§ **The task**
Copy out the interview excerpt below, in which Gabriel discusses Radiohead and TheFilter.com, word for word and in full.

*** Page excerpt Section Begins ***

Q: To some extent, did you pre-empt Radiohead when you said you were considering releasing your next album without a conventional record company?

Gabriel: "Yes, but I hadn't conceived of the 'pay-what-you-want' thing, which I think was very brave. Clearly they're at the peak of their career, so they can rely on a certain number of fans.

"Deluxe packaging is something I've been talking about for a while -- I do think that's going to work, where people get something for nothing, a regular package for a reduced cost, then a deluxe or handmade item above that."

Q: Since 2005, you've also been working on TheFilter.com. What's that about?

Gabriel: "It's a recommendation engine of sorts, but my dream there, which I'm still pushing hard for, is a mixer that you can stick anyone in, whether it's (a recommendation from) a favorite artist, a magazine, your friend, someone who looks like they've got interesting taste, and you (could) just press a 'do it' button and get a combination of people's tastes. At the moment, it makes recommendations for you based on what you like."

*** Page excerpt Section Ends ***
*** Dataset Section Begins ***

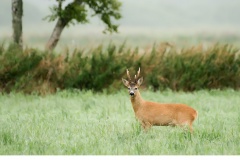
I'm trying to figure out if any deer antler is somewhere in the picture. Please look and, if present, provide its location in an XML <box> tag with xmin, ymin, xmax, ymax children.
<box><xmin>127</xmin><ymin>69</ymin><xmax>131</xmax><ymax>80</ymax></box>
<box><xmin>135</xmin><ymin>67</ymin><xmax>140</xmax><ymax>81</ymax></box>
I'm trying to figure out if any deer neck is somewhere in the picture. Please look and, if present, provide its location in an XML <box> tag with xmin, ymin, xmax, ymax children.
<box><xmin>131</xmin><ymin>91</ymin><xmax>144</xmax><ymax>113</ymax></box>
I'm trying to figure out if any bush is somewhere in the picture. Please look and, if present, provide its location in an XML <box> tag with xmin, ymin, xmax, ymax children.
<box><xmin>0</xmin><ymin>43</ymin><xmax>240</xmax><ymax>94</ymax></box>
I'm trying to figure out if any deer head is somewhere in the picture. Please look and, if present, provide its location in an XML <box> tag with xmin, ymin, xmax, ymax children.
<box><xmin>122</xmin><ymin>68</ymin><xmax>143</xmax><ymax>97</ymax></box>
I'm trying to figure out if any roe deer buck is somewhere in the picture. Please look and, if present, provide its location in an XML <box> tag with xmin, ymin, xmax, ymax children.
<box><xmin>122</xmin><ymin>68</ymin><xmax>197</xmax><ymax>132</ymax></box>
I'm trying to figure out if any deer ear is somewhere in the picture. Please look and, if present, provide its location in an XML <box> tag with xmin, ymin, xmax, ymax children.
<box><xmin>137</xmin><ymin>77</ymin><xmax>143</xmax><ymax>86</ymax></box>
<box><xmin>122</xmin><ymin>78</ymin><xmax>129</xmax><ymax>87</ymax></box>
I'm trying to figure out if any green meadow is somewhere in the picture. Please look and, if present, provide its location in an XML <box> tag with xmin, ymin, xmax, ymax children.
<box><xmin>0</xmin><ymin>89</ymin><xmax>240</xmax><ymax>155</ymax></box>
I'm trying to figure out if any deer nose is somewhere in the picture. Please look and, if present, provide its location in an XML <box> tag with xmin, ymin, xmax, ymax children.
<box><xmin>129</xmin><ymin>92</ymin><xmax>134</xmax><ymax>96</ymax></box>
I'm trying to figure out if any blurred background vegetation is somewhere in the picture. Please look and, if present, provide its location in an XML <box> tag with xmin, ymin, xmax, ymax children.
<box><xmin>0</xmin><ymin>0</ymin><xmax>240</xmax><ymax>94</ymax></box>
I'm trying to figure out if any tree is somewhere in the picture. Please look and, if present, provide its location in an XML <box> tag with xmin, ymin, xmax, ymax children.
<box><xmin>45</xmin><ymin>0</ymin><xmax>121</xmax><ymax>50</ymax></box>
<box><xmin>12</xmin><ymin>0</ymin><xmax>23</xmax><ymax>48</ymax></box>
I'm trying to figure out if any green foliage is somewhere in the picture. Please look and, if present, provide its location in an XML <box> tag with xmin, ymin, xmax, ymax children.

*** Dataset Section Ends ***

§ **Your response**
Q: To some extent, did you pre-empt Radiohead when you said you were considering releasing your next album without a conventional record company?

Gabriel: "Yes, but I hadn't conceived of the 'pay-what-you-want' thing, which I think was very brave. Clearly they're at the peak of their career, so they can rely on a certain number of fans.

"Deluxe packaging is something I've been talking about for a while -- I do think that's going to work, where people get something for nothing, a regular package for a reduced cost, then a deluxe or handmade item above that."

Q: Since 2005, you've also been working on TheFilter.com. What's that about?

Gabriel: "It's a recommendation engine of sorts, but my dream there, which I'm still pushing hard for, is a mixer that you can stick anyone in, whether it's (a recommendation from) a favorite artist, a magazine, your friend, someone who looks like they've got interesting taste, and you (could) just press a 'do it' button and get a combination of people's tastes. At the moment, it makes recommendations for you based on what you like."